Activity →
Note each line of the entries that includes "below". Then copy those lines.

Referring expression data:
BEGIN

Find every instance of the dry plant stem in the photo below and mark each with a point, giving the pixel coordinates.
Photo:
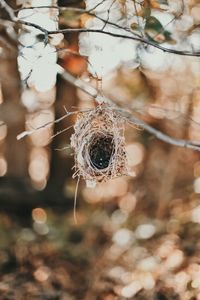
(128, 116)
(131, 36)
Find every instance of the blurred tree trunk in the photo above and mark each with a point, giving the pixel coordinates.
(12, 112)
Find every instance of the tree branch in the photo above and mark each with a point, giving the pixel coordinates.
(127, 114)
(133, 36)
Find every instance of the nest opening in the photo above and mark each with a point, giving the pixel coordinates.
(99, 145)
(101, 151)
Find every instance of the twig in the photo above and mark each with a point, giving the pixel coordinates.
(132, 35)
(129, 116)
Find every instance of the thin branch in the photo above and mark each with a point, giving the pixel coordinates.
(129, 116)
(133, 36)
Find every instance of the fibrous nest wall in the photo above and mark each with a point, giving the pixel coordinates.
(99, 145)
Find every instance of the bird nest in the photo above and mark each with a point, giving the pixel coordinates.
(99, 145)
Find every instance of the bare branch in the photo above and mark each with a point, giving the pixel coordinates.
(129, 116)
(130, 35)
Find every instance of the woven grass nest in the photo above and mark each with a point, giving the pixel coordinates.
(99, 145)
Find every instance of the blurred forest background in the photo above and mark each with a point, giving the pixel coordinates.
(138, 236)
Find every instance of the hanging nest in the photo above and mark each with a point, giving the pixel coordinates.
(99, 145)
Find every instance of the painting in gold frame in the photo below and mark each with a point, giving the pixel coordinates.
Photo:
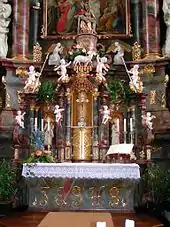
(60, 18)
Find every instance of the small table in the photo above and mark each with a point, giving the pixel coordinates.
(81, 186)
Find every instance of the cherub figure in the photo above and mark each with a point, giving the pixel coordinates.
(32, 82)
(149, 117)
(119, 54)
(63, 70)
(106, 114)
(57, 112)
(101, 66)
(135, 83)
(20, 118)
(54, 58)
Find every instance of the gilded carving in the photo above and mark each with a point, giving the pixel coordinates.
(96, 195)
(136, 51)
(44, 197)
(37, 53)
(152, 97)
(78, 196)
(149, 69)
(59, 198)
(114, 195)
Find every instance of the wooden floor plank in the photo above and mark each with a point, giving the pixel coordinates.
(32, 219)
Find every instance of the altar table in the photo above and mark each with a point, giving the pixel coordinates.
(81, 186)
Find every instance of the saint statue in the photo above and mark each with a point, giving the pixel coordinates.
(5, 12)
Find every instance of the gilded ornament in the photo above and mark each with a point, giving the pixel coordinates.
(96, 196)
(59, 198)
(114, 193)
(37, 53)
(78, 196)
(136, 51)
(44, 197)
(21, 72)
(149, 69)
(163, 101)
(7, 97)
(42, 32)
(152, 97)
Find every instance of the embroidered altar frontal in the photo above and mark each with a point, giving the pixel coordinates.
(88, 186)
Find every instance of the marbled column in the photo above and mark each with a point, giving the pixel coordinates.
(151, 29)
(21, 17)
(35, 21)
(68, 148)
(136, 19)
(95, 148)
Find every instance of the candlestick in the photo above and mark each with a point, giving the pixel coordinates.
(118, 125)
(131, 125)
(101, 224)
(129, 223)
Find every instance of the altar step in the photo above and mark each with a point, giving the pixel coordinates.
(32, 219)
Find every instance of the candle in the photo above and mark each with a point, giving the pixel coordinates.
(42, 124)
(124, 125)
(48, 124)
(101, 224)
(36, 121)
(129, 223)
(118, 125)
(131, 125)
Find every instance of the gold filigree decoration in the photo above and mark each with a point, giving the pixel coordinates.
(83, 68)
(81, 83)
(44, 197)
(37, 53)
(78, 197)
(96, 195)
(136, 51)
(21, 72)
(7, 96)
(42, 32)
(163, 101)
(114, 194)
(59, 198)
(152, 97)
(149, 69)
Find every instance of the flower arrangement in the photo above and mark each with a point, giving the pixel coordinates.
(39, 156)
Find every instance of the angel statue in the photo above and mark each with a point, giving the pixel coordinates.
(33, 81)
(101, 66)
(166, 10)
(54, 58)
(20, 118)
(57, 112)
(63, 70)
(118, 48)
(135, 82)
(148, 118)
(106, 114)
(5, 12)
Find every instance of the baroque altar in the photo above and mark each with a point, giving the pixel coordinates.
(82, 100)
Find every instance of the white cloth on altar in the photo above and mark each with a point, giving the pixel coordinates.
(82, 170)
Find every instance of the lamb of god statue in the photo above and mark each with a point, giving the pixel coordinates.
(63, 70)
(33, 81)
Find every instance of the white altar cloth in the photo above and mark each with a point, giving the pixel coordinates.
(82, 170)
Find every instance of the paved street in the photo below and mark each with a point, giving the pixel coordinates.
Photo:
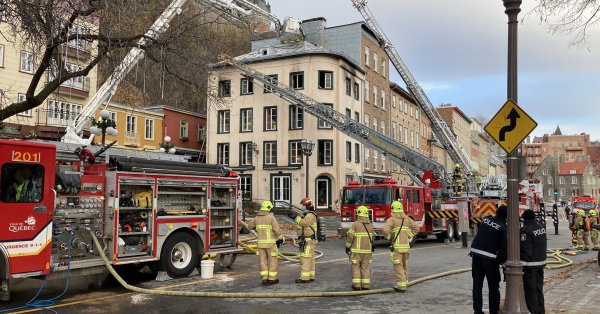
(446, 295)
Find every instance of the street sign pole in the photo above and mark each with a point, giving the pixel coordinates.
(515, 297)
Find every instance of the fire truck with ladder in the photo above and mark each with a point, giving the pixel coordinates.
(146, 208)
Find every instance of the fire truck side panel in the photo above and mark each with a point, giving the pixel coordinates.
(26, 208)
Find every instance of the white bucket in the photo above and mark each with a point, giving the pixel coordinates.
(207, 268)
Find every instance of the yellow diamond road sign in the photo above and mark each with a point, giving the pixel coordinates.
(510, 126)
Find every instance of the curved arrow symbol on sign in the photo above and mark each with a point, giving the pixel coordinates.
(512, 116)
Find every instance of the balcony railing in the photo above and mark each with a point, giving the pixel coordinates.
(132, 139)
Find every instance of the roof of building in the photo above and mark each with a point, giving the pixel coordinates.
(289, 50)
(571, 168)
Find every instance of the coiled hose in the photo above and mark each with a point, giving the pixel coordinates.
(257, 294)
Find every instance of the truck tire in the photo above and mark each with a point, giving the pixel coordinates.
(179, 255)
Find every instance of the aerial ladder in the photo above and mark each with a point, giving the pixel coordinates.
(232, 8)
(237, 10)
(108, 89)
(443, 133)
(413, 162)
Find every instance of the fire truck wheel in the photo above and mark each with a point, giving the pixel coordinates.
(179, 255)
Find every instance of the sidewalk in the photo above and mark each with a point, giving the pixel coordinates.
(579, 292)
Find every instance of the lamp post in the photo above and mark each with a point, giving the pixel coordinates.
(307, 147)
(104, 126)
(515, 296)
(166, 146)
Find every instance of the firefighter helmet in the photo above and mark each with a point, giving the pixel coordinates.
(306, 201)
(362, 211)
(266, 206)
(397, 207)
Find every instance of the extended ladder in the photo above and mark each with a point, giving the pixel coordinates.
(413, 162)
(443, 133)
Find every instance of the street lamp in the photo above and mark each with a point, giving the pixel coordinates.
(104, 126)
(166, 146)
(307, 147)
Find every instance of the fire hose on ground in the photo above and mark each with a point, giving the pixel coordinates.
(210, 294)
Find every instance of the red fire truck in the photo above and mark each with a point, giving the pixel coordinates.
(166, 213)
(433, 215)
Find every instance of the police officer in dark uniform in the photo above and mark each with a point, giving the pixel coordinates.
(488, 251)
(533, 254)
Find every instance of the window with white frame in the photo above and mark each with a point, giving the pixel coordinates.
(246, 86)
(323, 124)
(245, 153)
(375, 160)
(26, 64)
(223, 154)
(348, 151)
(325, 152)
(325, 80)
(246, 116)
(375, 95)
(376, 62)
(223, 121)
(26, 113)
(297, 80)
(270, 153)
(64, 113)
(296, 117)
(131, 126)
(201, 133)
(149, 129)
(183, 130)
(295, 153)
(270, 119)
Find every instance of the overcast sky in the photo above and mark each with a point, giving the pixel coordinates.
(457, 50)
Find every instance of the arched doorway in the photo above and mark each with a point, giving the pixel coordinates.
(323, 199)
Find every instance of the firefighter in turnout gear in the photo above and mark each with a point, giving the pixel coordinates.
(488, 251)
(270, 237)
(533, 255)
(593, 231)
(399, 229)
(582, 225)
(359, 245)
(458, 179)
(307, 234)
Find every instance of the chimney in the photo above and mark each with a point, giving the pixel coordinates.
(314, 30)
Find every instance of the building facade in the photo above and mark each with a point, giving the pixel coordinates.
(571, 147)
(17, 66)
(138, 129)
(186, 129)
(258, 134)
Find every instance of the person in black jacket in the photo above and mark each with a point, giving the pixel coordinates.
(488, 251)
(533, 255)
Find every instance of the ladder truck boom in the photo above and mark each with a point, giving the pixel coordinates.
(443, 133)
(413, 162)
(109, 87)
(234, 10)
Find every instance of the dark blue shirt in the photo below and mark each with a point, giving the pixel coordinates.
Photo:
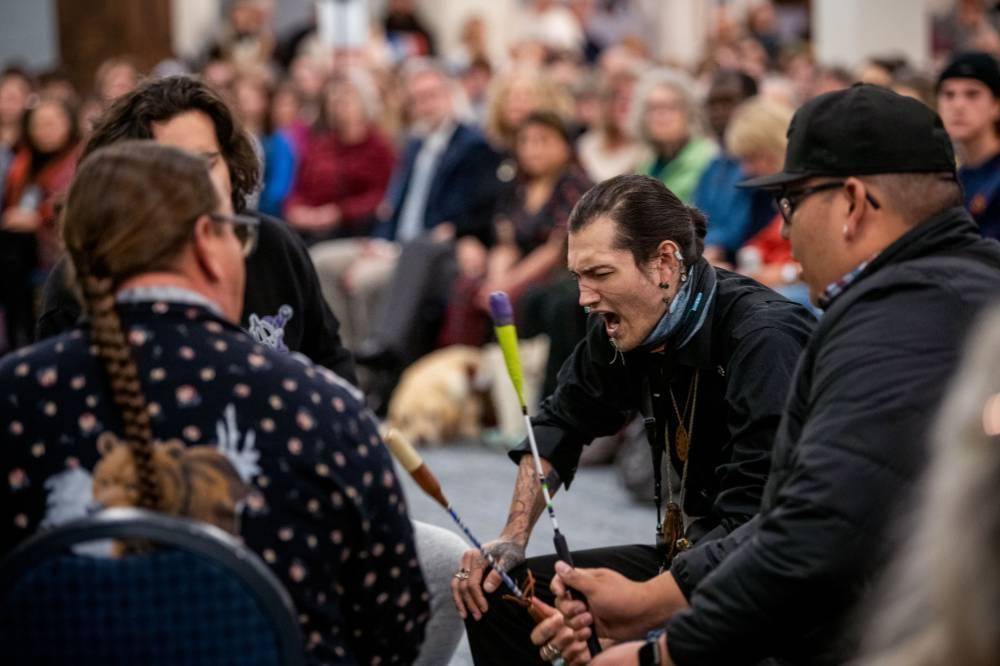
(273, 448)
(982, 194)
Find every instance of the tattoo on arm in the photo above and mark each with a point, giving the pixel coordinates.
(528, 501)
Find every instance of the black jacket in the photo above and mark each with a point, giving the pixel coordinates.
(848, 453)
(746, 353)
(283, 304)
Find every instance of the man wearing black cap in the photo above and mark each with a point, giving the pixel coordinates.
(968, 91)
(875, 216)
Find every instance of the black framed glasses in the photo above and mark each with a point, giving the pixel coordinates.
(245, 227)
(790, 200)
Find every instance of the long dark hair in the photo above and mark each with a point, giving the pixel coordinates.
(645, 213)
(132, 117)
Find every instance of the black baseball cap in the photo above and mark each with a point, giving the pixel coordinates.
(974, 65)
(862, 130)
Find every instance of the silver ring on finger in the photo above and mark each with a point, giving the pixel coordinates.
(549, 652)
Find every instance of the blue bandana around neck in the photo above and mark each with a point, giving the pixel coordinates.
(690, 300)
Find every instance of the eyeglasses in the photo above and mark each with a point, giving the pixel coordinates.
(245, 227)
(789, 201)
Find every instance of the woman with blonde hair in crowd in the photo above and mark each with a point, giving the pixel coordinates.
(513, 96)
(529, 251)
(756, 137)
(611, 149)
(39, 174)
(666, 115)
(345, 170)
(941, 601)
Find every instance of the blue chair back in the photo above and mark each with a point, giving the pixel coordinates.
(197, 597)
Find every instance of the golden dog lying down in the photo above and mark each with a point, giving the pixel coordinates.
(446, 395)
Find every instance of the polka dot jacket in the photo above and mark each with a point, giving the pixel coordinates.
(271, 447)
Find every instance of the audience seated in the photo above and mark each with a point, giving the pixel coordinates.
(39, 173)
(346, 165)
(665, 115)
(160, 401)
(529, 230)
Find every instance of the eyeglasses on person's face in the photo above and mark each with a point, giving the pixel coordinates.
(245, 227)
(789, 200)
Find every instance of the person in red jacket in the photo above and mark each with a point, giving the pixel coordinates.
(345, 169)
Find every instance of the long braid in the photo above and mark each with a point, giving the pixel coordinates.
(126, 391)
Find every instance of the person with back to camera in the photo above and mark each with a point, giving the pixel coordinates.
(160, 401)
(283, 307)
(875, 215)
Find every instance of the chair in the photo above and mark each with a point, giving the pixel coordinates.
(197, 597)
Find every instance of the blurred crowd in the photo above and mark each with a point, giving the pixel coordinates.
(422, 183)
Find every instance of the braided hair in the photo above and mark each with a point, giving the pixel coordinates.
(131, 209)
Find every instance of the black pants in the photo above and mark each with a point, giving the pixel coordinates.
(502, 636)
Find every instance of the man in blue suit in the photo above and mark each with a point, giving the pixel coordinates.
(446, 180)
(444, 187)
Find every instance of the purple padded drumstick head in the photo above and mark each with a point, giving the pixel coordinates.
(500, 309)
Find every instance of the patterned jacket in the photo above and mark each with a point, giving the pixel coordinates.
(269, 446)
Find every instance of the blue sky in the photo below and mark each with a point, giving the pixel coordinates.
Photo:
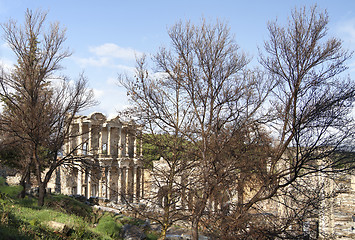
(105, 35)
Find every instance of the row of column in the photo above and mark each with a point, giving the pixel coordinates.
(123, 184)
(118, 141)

END

Written response →
Find every instance of the dry plant stem in the photo below and mark each with a point, giving the pixel coordinates.
Find every instance of the painting in gold frame in the photo below and mark each with a point, giving the pixel coordinates.
Find every instance of the paved street in the photo below and mark each with a point, giving the pixel coordinates.
Find every instance of the dark blue shirt in the photo below and mark each with a point, giving the pixel coordinates.
Find every instance of the blue sky in the photo below and mark each with a point, giving the pixel coordinates.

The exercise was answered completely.